### EXCERPTED TEXT
>>>>>
Rail characteristics
- No. of tracks: 2
- Track gauge: 1,435 mm (4 ft 8+1⁄2 in)

History
- Construction end: 1902
- Opened: 1902

Location

= Huckford Viaduct =

The Huckford Viaduct spans the River Frome just north of Winterbourne Down in South Gloucestershire, England. It presently forms part of the Badminton line from Bristol Parkway to London Paddington.

The viaduct was constructed during 1902 by the Great Western Railway as part of the Wootton Bassett to Patchway railway line. Its construction was driven by the desire to deliver a more direct route for traffic over the somewhat circuitous route that had been previously necessitated. The viaduct has a height of roughly 100 feet above the level of the River Frome, which passes through one of its arches. The Frome Valley Walkway also runs through another of the viaduct's arches.

==History==
The original route of the Great Western Railway was less than optimal for long-distance traffic between London and South Wales, having involved a relatively circuitous route in the vicinity of Stroud, Gloucester and Chepstow. Following the opening of the Severn Tunnel during 1886, there was both the desire and opportunity to develop a more direct route to South Wales via Bristol. Accordingly, one of the last pieces of the Great Western Railway to be constructed was a 33-mile stretch of track, which has since become known as the Badminton line; the Huckford Viaduct was built so that the line could successfully traverse the Frome valley.
<<<<<
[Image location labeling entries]
>>>>>
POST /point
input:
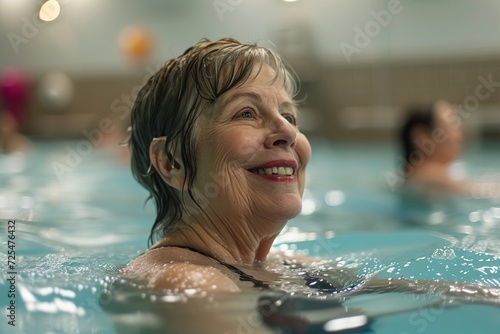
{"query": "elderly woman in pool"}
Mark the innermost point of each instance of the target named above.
(215, 140)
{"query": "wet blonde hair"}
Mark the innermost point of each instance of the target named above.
(171, 102)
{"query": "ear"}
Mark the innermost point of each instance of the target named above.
(419, 133)
(169, 168)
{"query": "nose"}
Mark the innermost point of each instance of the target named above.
(282, 134)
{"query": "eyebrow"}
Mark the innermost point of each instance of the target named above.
(254, 96)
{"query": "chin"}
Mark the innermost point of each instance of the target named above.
(287, 211)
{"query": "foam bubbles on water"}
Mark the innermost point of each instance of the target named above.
(444, 254)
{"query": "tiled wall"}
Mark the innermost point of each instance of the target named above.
(356, 102)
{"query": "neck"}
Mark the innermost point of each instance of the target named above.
(237, 242)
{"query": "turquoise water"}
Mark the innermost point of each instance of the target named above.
(76, 226)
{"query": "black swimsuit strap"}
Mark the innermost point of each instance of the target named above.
(243, 276)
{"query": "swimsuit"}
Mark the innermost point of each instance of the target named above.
(312, 282)
(243, 276)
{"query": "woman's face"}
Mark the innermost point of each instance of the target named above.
(251, 155)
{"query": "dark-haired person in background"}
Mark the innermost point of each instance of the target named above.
(432, 140)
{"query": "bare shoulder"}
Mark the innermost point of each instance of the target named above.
(174, 270)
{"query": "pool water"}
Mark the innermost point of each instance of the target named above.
(75, 227)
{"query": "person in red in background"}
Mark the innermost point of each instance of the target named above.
(13, 97)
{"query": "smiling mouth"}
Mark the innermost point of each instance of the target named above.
(285, 171)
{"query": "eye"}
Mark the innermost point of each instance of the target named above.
(290, 118)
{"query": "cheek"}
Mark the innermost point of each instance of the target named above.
(303, 149)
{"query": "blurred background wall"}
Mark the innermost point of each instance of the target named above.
(360, 61)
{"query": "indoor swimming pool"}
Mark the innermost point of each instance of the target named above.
(79, 218)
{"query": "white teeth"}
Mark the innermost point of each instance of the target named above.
(288, 171)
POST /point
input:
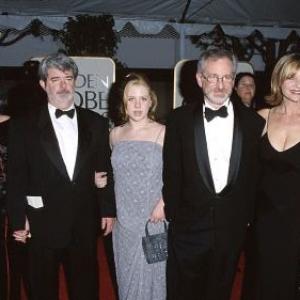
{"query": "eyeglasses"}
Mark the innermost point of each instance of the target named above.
(214, 78)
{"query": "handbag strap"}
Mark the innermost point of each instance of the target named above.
(146, 227)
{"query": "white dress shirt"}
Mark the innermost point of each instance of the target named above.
(219, 134)
(66, 130)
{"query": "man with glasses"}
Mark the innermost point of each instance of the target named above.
(210, 169)
(52, 201)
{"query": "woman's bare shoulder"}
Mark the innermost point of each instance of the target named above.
(4, 118)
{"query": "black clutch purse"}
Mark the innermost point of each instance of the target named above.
(155, 246)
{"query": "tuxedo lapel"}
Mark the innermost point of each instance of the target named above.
(84, 139)
(201, 149)
(236, 151)
(50, 142)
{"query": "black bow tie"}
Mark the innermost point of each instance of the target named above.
(210, 114)
(69, 113)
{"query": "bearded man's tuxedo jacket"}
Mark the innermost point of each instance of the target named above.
(71, 208)
(207, 229)
(66, 219)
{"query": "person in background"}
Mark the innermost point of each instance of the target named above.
(4, 121)
(137, 168)
(245, 88)
(52, 201)
(210, 152)
(277, 225)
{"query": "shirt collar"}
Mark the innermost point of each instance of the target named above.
(227, 103)
(52, 108)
<<<<<
### EXERCISES TO COMPLETE
1. Could you transcribe the stretch of the Huckford Viaduct text from "Rail characteristics" through "to London Paddington."?
2. Can you go on with the Huckford Viaduct text from its last sentence?
This listing has nothing to do with the Huckford Viaduct text.

### EXERCISE RESULTS
1.
Rail characteristics
- No. of tracks: 2
- Track gauge: 1,435 mm (4 ft 8+1⁄2 in)

History
- Construction end: 1902
- Opened: 1902

Location

= Huckford Viaduct =

The Huckford Viaduct spans the River Frome just north of Winterbourne Down in South Gloucestershire, England. It presently forms part of the Badminton line from Bristol Parkway to London Paddington.

2.
During 1897, work commenced on building the Badminton line. The construction of the line's viaducts was prioritised over several other civil engineering works of the project, as it had been recognised that they would be needed for transporting excavated spoil from several cuttings and embankments being driven around Patchway. To assist the construction effort, a trestle supporting a movable gantry crane was assembled alongside to move payloads between either end of the viaduct. Conventional methods were dominant in the viaduct's construction, which saw concrete bases established along with timber staging to support the brick arches until the structure's completion.

To better facilitate the viaduct's construction, a new brickworks was established at Stoke Gifford, capable of firing 250,000 bricks per week. Furthermore, the majority of the stone of which it is composed was sourced from the adjacent Huckford Quarry. Several decades following the viaduct's completion, this quarry was abandoned; since 1993, it has been designated as a nature reserve located alongside the viaduct.